Task instructions: Revise the rows below by replacing every occurrence of "let me know" with "tell me" and leaving everything else unchanged. Omit the pictures from your answer.

Given data:
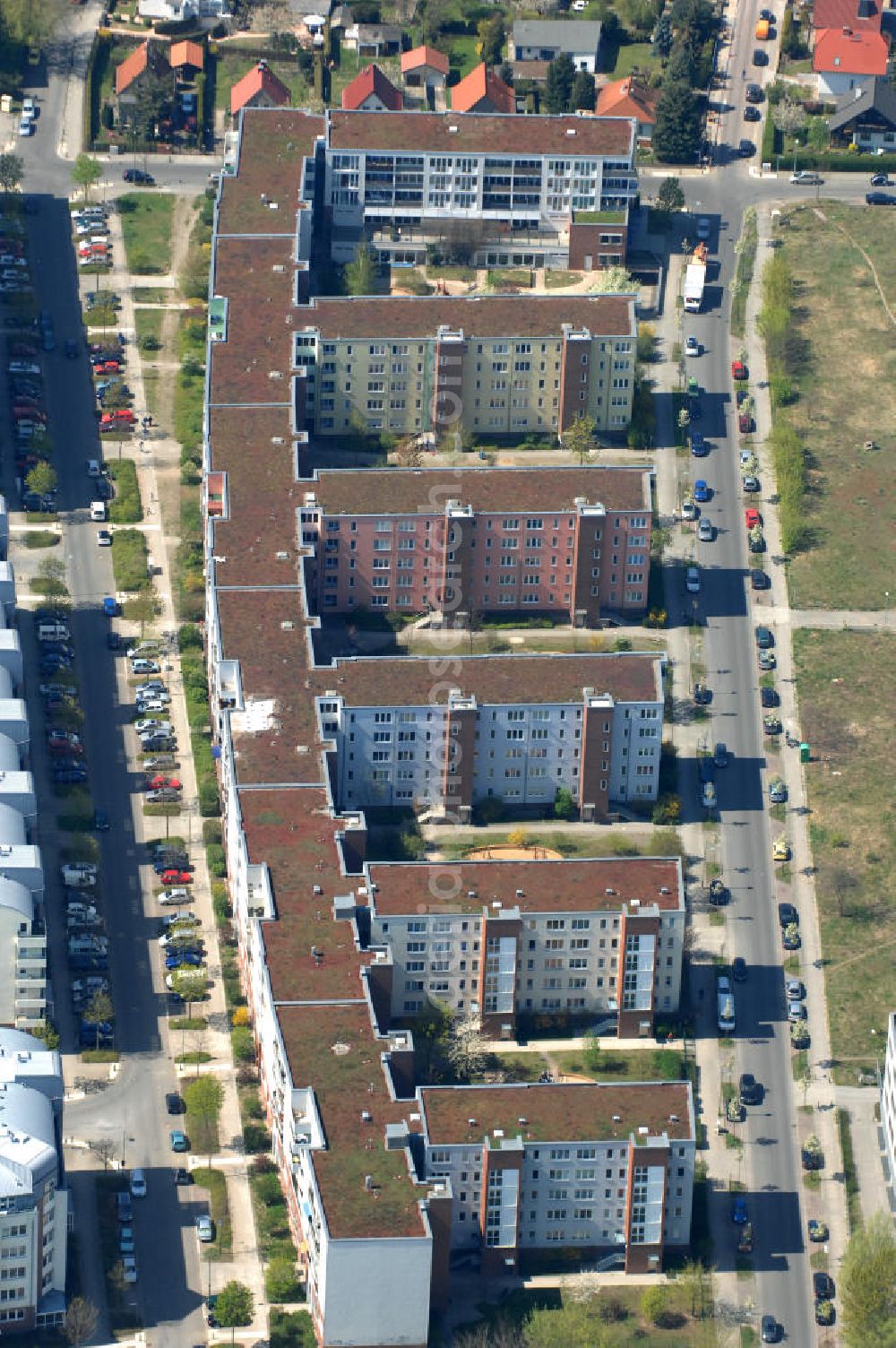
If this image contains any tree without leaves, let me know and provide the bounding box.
[653,81,701,164]
[840,1212,896,1348]
[24,461,59,496]
[82,992,115,1049]
[72,155,102,201]
[64,1297,99,1348]
[90,1137,116,1170]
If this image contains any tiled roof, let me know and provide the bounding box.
[813,0,883,32]
[309,461,650,515]
[171,42,205,70]
[401,46,449,75]
[313,651,663,706]
[342,65,401,112]
[369,862,685,917]
[813,29,889,75]
[452,61,516,112]
[327,112,632,158]
[115,39,168,93]
[827,75,896,131]
[297,293,634,340]
[596,75,656,125]
[230,61,292,116]
[219,108,324,239]
[418,1081,694,1147]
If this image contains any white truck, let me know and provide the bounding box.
[685,262,706,314]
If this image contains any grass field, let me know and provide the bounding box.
[118,192,174,275]
[794,629,896,1084]
[781,202,896,608]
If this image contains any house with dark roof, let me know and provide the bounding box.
[230,61,292,117]
[115,38,174,121]
[168,42,205,81]
[342,65,401,112]
[401,46,449,89]
[813,27,889,99]
[827,77,896,153]
[452,61,516,112]
[342,23,401,56]
[594,75,656,144]
[509,19,601,74]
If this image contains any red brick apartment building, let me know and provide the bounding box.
[203,109,695,1348]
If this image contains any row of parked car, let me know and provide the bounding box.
[72,205,112,268]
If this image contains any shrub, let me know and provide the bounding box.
[230,1026,254,1062]
[243,1123,271,1155]
[264,1259,302,1300]
[205,842,228,880]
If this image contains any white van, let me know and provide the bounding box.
[38,623,69,642]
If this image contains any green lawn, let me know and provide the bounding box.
[794,629,896,1084]
[214,48,304,113]
[134,308,164,345]
[118,192,174,275]
[610,42,663,80]
[779,201,896,609]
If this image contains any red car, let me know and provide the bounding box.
[47,739,83,757]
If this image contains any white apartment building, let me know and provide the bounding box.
[418,1083,695,1273]
[0,1029,69,1333]
[366,858,685,1038]
[318,653,663,816]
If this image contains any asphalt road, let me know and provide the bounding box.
[673,187,815,1348]
[15,11,211,1348]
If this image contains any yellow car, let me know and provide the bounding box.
[772,837,789,861]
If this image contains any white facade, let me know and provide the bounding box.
[318,693,663,808]
[880,1011,896,1208]
[326,143,637,230]
[371,900,685,1018]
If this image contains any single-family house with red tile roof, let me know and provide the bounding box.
[115,38,174,121]
[452,61,516,112]
[230,61,292,117]
[342,65,401,112]
[168,42,205,77]
[813,29,889,99]
[594,75,656,143]
[401,45,449,89]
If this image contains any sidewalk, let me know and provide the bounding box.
[745,206,849,1270]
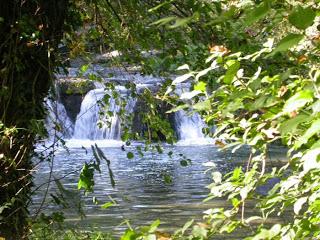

Full output:
If this image contains any tree without leaves, tell me and provide the bounding box.
[653,81,701,164]
[840,1212,896,1348]
[24,461,59,496]
[82,992,115,1049]
[72,155,102,201]
[64,1297,99,1348]
[90,1137,116,1170]
If this image contains any tiled roof, tell me and provide the bounding box.
[813,0,883,32]
[309,461,650,515]
[171,42,205,70]
[401,46,449,75]
[313,651,663,706]
[342,65,401,112]
[369,862,685,917]
[813,29,889,75]
[452,61,516,112]
[327,112,632,158]
[115,39,168,93]
[827,75,896,131]
[297,293,634,340]
[596,75,656,125]
[230,61,292,116]
[219,108,324,239]
[418,1081,694,1147]
If this image contains any white truck, tell me and provide the bounding box.
[685,262,706,314]
If this image contains any grass field, tell me and provide the bounding box.
[118,192,174,275]
[794,629,896,1084]
[781,202,896,608]
If this image contains any house with dark roof, tell me and provide the bounding box.
[230,61,292,117]
[115,38,174,121]
[168,42,205,81]
[342,65,401,112]
[401,46,449,89]
[813,27,889,99]
[827,77,896,153]
[452,61,516,112]
[342,23,401,56]
[594,75,656,144]
[509,19,601,74]
If this image contains any red brick apartment building, tell me and provide the bounding box.
[203,109,695,1348]
If this image contains any row of parked car, tell me and provide the bounding box.
[72,205,112,268]
If this image contains any shrub, tell me and provide the bounding box.
[230,1026,254,1062]
[243,1123,271,1155]
[264,1259,302,1300]
[205,842,228,880]
If this image contains any white van, tell me and provide the bounding box.
[38,623,69,642]
If this image contains any green lawn, tell me and provide the bounding box.
[794,629,896,1084]
[214,48,304,113]
[134,308,164,345]
[118,192,174,275]
[610,42,663,80]
[779,201,896,609]
If this image contains any red car, tell me and provide the bounding box.
[47,739,83,757]
If this image contains any white apartment building, tell me and provide the bounding box.
[418,1083,695,1273]
[0,1029,69,1333]
[366,858,685,1038]
[318,653,663,816]
If this image contains any asphalt road, tell me and provide the bounding box.
[673,187,815,1348]
[15,11,211,1348]
If this image contains any yellow car, tell me and provide the bounding box.
[772,837,789,861]
If this image contains any white facade, tell me and provide the bounding box.
[318,693,663,808]
[880,1011,896,1208]
[326,143,637,230]
[371,900,685,1018]
If this image contains any single-family house with red tile roof, tell me and provide the bounding box.
[115,38,174,121]
[452,61,516,112]
[230,61,292,117]
[342,65,401,112]
[168,42,205,77]
[813,29,889,99]
[594,75,656,143]
[401,45,449,89]
If this image contains any sidewalk, tell me and provide the bounding box.
[745,206,849,1270]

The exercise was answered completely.